__Directive__
Copy out the lines below, substituting "item" for every occurrence of "instance" and leaving everything else unchanged.

__Data__
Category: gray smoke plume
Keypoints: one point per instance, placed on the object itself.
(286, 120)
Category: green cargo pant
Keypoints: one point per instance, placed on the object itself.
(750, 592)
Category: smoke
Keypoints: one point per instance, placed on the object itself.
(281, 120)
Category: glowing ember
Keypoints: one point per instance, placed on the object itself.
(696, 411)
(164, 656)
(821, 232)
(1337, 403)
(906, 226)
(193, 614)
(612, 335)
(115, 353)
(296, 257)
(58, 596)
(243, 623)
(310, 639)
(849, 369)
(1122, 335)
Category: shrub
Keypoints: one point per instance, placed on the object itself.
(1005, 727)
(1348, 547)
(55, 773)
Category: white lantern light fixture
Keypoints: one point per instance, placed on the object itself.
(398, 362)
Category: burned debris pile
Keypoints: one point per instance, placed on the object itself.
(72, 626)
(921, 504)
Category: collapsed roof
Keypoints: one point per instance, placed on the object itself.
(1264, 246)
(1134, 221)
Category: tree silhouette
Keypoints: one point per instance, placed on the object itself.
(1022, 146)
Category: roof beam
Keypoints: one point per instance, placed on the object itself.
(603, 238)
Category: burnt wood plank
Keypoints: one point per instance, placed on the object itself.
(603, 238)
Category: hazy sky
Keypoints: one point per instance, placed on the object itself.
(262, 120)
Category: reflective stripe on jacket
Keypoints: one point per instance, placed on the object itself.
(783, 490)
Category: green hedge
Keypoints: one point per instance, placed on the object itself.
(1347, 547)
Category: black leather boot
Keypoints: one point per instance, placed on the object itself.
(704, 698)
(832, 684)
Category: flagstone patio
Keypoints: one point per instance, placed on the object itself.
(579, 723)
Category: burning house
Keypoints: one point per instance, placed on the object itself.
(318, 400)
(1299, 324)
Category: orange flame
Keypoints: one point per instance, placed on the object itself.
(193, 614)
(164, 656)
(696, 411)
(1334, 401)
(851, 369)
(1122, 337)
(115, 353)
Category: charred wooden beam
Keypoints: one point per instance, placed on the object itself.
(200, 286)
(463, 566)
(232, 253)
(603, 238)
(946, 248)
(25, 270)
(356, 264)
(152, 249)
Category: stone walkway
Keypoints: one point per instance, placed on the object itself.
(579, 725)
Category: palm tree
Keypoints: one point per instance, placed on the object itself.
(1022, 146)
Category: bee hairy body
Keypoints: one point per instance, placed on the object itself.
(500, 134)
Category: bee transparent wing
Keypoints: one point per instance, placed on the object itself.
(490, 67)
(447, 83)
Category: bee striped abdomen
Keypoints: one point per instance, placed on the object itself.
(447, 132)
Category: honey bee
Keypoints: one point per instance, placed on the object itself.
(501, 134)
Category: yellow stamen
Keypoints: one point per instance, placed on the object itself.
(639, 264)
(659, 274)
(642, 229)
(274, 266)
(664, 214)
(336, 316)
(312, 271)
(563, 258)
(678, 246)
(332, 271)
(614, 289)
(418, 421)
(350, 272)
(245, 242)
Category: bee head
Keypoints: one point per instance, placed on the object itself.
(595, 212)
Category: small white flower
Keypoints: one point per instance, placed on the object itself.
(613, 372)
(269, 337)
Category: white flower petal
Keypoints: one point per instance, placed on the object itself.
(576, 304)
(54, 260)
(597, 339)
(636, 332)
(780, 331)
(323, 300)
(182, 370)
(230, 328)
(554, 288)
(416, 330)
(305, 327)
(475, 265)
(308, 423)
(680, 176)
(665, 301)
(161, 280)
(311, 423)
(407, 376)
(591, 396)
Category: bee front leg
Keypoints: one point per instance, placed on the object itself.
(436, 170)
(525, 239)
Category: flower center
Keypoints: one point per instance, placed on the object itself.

__Expected answer__
Category: gray smoke plume
Keypoints: one point per item, placed on the object itself.
(286, 120)
Category: green cargo pant
Keypoints: one point per item, placed on the object itself.
(750, 592)
Category: smoke
Keypoints: one point per item, placed on the object itself.
(281, 120)
Category: glowing ember
Keypoints: one point per item, placed on the object itself.
(696, 411)
(164, 656)
(821, 232)
(1337, 403)
(906, 226)
(193, 614)
(612, 335)
(115, 353)
(296, 257)
(58, 596)
(243, 623)
(310, 639)
(849, 369)
(1122, 335)
Category: shrub
Keypoints: one point per item, placed on the object itself.
(1005, 727)
(1348, 547)
(55, 773)
Category: white lantern light fixture
Keypoints: one point per item, placed on the object itself.
(398, 362)
Category: burned debris pile
Keypoints: one point per item, placed on the object itself.
(72, 626)
(921, 504)
Category: collapsed roof
Keypoints: one point per item, placed on the object itself.
(1264, 246)
(1134, 221)
Category: tree silhouette
Keypoints: one point per item, placed on the object itself.
(1022, 146)
Category: roof beam
Keypoints: one point per item, placed on the object itself.
(603, 238)
Category: burnt wood plank
Keypoints: one point per item, placed on the object itself.
(603, 238)
Category: hazy sky
Keypoints: one point per item, placed on the object itself.
(262, 120)
Category: reflective stripe on jacket
Keypoints: one point per item, placed on the object itself.
(783, 490)
Category: green hedge
Keypoints: one point per item, placed on the object itself.
(1347, 547)
Category: black leather boot
Keypoints: one point per item, placed on the object itself.
(704, 698)
(832, 684)
Category: flagstone patio
Keypoints: one point per item, placed on the object itself.
(579, 723)
Category: burning house
Keypoints: one point per item, placed on the object itself.
(318, 400)
(1299, 324)
Category: orange flame
Keypoints: one point per item, placed on the object itself.
(193, 614)
(164, 656)
(696, 411)
(1334, 401)
(851, 369)
(1122, 337)
(115, 353)
Category: charred wooden beam
Keypoints: one point per item, placed on the object itself.
(200, 286)
(463, 566)
(232, 253)
(603, 238)
(946, 248)
(25, 270)
(356, 264)
(152, 249)
Category: stone walkway
Keypoints: one point per item, placed on the object itself.
(579, 725)
Category: palm tree
Keypoints: one point per item, placed on the object itself.
(1022, 146)
Category: bee hairy body
Keypoints: one point per item, placed on the object itself.
(500, 134)
Category: bee transparent wing
Keypoints: one point per item, placed on the object itself.
(490, 67)
(447, 83)
Category: bee striped abdomen
Keypoints: one point per item, placed on the object itself.
(447, 132)
Category: honey bee
Keypoints: one point per item, placed on the object itself.
(501, 134)
Category: yellow stamen
Keypoints: one point per item, placed on the object itself.
(639, 264)
(659, 274)
(642, 229)
(274, 266)
(664, 214)
(336, 316)
(312, 271)
(563, 258)
(678, 246)
(332, 271)
(614, 289)
(418, 421)
(350, 272)
(245, 242)
Category: bee head
Keypoints: one point per item, placed on the object itself.
(595, 212)
Category: small white flower
Keypoints: one point per item, placed on the object itself.
(613, 372)
(269, 337)
Category: white flower petal
Keypoints: one point per item, placed on the object itself.
(576, 304)
(54, 260)
(597, 339)
(636, 332)
(780, 331)
(323, 300)
(182, 370)
(230, 328)
(554, 288)
(416, 330)
(305, 327)
(475, 265)
(308, 423)
(680, 176)
(665, 301)
(161, 280)
(311, 423)
(407, 376)
(591, 396)
Category: bee front leg
Keypoints: one point per item, placed on the object itself.
(436, 170)
(525, 239)
Category: flower center
Keypoints: one point per item, placed on the object itself.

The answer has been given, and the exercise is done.